Exercise prompt - Please copy out, word for word, the lines of the records below that run from the line containing "Where can the red and" through the line containing "<point>616,387</point>", including both of those lines.

Entries from a pointing dataset:

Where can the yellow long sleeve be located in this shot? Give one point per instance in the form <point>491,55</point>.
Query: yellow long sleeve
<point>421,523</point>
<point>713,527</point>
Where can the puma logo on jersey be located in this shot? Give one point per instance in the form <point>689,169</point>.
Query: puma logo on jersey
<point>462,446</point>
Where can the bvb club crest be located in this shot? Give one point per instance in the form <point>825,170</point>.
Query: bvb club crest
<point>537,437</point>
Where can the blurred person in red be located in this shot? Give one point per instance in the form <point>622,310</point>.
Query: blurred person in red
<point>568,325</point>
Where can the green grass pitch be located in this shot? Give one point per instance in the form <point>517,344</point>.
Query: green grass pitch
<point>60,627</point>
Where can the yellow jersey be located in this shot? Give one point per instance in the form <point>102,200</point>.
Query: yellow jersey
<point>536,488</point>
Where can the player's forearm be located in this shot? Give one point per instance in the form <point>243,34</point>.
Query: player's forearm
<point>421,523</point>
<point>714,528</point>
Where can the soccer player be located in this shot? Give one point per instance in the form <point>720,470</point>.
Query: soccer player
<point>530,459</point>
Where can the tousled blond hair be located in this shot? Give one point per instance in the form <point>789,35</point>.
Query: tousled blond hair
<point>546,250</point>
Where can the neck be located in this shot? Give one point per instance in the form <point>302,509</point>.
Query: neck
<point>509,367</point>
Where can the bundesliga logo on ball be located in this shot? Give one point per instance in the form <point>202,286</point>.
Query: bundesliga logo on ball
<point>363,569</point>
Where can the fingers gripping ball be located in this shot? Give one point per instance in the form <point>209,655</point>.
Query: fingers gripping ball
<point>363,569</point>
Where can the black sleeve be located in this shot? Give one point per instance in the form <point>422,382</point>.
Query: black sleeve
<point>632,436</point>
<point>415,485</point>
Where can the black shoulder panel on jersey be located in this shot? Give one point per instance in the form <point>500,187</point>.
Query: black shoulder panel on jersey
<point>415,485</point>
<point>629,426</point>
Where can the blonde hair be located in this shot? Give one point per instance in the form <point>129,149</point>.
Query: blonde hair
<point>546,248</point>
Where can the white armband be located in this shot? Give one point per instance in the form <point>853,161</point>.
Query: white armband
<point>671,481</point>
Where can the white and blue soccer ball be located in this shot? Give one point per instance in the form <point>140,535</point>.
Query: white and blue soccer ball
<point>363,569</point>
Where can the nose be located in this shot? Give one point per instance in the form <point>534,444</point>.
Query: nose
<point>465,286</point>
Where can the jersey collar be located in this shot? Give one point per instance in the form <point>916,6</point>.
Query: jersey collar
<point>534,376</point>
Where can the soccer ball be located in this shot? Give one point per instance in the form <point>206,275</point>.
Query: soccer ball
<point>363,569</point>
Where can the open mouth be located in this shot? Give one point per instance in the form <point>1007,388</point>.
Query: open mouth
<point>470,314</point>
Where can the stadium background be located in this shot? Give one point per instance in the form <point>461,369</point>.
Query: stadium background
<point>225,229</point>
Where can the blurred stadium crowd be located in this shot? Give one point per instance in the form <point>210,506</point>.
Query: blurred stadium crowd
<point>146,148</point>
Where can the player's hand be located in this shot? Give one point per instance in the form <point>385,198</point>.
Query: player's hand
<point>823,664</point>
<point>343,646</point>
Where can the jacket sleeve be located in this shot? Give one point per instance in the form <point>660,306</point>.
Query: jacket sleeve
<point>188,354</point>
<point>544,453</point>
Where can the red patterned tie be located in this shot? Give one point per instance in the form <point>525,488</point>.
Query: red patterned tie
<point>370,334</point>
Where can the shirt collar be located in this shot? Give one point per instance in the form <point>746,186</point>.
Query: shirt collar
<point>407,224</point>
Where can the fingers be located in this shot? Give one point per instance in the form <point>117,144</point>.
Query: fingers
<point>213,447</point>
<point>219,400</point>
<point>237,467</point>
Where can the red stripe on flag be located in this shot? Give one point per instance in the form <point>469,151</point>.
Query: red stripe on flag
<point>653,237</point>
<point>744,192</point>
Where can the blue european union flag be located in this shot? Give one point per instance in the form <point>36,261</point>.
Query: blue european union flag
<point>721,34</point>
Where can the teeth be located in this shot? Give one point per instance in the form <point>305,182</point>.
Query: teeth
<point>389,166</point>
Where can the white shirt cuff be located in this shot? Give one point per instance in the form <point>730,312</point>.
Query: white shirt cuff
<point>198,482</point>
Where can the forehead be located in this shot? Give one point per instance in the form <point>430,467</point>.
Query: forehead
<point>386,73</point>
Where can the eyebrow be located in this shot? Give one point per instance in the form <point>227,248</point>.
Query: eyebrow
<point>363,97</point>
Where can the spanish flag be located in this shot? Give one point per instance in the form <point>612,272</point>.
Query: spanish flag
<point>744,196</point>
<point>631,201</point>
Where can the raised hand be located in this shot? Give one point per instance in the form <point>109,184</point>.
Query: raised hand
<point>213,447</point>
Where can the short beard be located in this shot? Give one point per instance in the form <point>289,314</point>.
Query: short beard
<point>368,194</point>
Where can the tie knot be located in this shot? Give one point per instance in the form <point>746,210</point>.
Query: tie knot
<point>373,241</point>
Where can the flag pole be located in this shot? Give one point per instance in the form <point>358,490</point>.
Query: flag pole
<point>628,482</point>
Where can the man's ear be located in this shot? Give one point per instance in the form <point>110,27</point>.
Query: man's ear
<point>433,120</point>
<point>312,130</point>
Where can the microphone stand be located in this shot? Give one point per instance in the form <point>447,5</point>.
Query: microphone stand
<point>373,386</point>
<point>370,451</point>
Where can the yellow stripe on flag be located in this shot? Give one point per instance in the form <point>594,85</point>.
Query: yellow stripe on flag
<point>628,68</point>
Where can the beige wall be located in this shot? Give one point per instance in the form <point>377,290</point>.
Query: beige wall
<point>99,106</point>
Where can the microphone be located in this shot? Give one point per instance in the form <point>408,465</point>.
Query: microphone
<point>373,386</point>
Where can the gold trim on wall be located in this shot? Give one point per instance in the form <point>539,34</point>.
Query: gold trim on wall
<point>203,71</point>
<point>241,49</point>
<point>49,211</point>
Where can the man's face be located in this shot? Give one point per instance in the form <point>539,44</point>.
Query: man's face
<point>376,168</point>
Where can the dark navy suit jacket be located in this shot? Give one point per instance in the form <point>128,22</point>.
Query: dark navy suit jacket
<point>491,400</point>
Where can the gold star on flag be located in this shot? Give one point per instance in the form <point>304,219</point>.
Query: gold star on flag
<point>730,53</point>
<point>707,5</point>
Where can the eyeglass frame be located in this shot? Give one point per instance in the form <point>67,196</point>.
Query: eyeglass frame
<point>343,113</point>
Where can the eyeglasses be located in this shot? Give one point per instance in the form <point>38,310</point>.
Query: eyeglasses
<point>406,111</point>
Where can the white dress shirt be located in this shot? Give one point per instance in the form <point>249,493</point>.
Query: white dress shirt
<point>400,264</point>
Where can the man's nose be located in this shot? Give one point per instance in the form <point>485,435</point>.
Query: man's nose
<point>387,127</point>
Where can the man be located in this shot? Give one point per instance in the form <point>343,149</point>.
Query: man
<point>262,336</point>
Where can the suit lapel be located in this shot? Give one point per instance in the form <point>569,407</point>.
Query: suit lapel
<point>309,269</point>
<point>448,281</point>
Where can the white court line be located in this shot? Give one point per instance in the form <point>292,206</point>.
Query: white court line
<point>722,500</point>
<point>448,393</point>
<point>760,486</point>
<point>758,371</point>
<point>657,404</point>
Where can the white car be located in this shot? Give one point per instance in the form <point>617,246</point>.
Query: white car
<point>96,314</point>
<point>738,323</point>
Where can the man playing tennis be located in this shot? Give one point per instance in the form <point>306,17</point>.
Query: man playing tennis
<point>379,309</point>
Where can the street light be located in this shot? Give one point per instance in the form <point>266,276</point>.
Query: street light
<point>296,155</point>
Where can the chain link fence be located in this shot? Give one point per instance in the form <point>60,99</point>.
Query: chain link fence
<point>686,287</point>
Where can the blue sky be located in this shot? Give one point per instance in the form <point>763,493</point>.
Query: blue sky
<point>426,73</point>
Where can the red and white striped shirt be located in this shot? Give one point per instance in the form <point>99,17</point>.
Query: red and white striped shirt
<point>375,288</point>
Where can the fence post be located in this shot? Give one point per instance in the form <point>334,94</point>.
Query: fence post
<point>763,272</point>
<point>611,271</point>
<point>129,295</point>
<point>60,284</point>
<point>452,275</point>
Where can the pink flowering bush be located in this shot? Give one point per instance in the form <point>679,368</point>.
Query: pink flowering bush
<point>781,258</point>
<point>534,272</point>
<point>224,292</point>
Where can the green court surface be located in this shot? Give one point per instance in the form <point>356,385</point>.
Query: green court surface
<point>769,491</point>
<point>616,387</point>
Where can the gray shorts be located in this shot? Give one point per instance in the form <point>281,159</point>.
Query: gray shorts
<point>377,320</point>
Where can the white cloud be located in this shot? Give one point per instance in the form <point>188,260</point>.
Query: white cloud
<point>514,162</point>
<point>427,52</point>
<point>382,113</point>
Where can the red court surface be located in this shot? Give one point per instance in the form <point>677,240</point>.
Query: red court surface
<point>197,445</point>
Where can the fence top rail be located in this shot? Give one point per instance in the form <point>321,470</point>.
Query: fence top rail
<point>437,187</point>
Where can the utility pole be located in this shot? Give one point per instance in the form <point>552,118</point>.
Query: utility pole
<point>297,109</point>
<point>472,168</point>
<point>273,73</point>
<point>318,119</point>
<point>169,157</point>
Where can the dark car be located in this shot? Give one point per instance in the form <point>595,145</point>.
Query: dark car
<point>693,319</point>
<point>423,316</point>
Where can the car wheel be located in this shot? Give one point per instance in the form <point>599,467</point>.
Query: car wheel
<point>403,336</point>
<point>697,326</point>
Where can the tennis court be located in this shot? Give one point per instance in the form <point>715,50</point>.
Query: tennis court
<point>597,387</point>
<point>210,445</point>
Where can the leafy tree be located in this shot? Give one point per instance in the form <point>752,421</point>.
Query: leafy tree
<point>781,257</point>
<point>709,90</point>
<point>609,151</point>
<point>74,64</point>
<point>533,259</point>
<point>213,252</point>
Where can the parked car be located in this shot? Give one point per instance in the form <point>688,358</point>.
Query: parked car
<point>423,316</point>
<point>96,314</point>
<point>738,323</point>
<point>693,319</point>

Answer below -
Where can the red and white striped shirt be located in this shot? Give one point per instance in the form <point>99,17</point>.
Query: red and white striped shirt
<point>375,288</point>
Where can the fence post be located in this shot? Give one point per instance in the form <point>334,94</point>.
Query: fence post
<point>763,272</point>
<point>611,271</point>
<point>129,295</point>
<point>60,284</point>
<point>452,275</point>
Where can the pink flowering bush be located in this shot? Give one point per instance in the form <point>679,368</point>.
Query: pink flowering bush
<point>781,258</point>
<point>534,272</point>
<point>224,292</point>
Where can the green court surface be located in this shot? Give one point per instance in the form <point>356,385</point>.
Query: green court surface
<point>769,491</point>
<point>616,387</point>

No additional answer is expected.